Exercise instructions
Render each line of the entries below as a Markdown table with two columns, "Row" for the row number and "Line" for the line itself, and skip any blank lines. Leave the pictures out of the table.

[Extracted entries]
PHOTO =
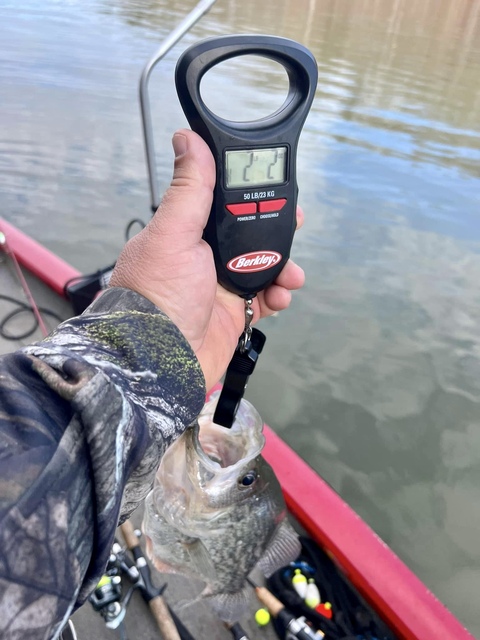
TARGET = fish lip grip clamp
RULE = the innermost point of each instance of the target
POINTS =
(253, 218)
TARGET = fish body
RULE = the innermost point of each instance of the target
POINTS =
(216, 510)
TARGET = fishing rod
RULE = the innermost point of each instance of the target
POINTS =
(167, 621)
(296, 628)
(107, 598)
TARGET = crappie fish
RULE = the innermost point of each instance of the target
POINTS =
(216, 510)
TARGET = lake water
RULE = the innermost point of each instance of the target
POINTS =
(373, 374)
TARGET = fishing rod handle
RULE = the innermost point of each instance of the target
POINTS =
(129, 535)
(164, 620)
(267, 598)
(157, 604)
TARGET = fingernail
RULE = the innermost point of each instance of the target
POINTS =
(179, 143)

Answer
| Row | Line |
|---|---|
| 1 | PHOTO = |
| 2 | TARGET = fish lip grip clamp |
| 3 | RULE = the innermost point of each instance of the target |
| 4 | POINTS = |
| 5 | (253, 218) |
| 6 | TARGET = fish body |
| 7 | RULE = the innermost point of each instance of the target |
| 8 | POINTS = |
| 9 | (216, 510) |
| 10 | TARGET = fishing rod |
| 11 | RULE = the innermost point of each instance of the target |
| 12 | POINTS = |
| 13 | (167, 621) |
| 14 | (296, 628) |
| 15 | (107, 598) |
| 16 | TARGET = crappie fish |
| 17 | RULE = the innermost point of each instance of the target |
| 18 | POINTS = |
| 19 | (216, 510) |
| 20 | TARGET = lake water |
| 21 | RULE = the innermost point of each instance of the target |
| 22 | POINTS = |
| 23 | (373, 374) |
| 24 | TARGET = fishing rod handle |
| 25 | RULE = the innermost point of each instance of the target |
| 26 | POINTS = |
| 27 | (129, 535) |
| 28 | (164, 620) |
| 29 | (267, 598) |
| 30 | (157, 604) |
| 31 | TARGET = fingernail |
| 32 | RULE = the innermost point of each instance of the target |
| 33 | POINTS = |
| 34 | (179, 143) |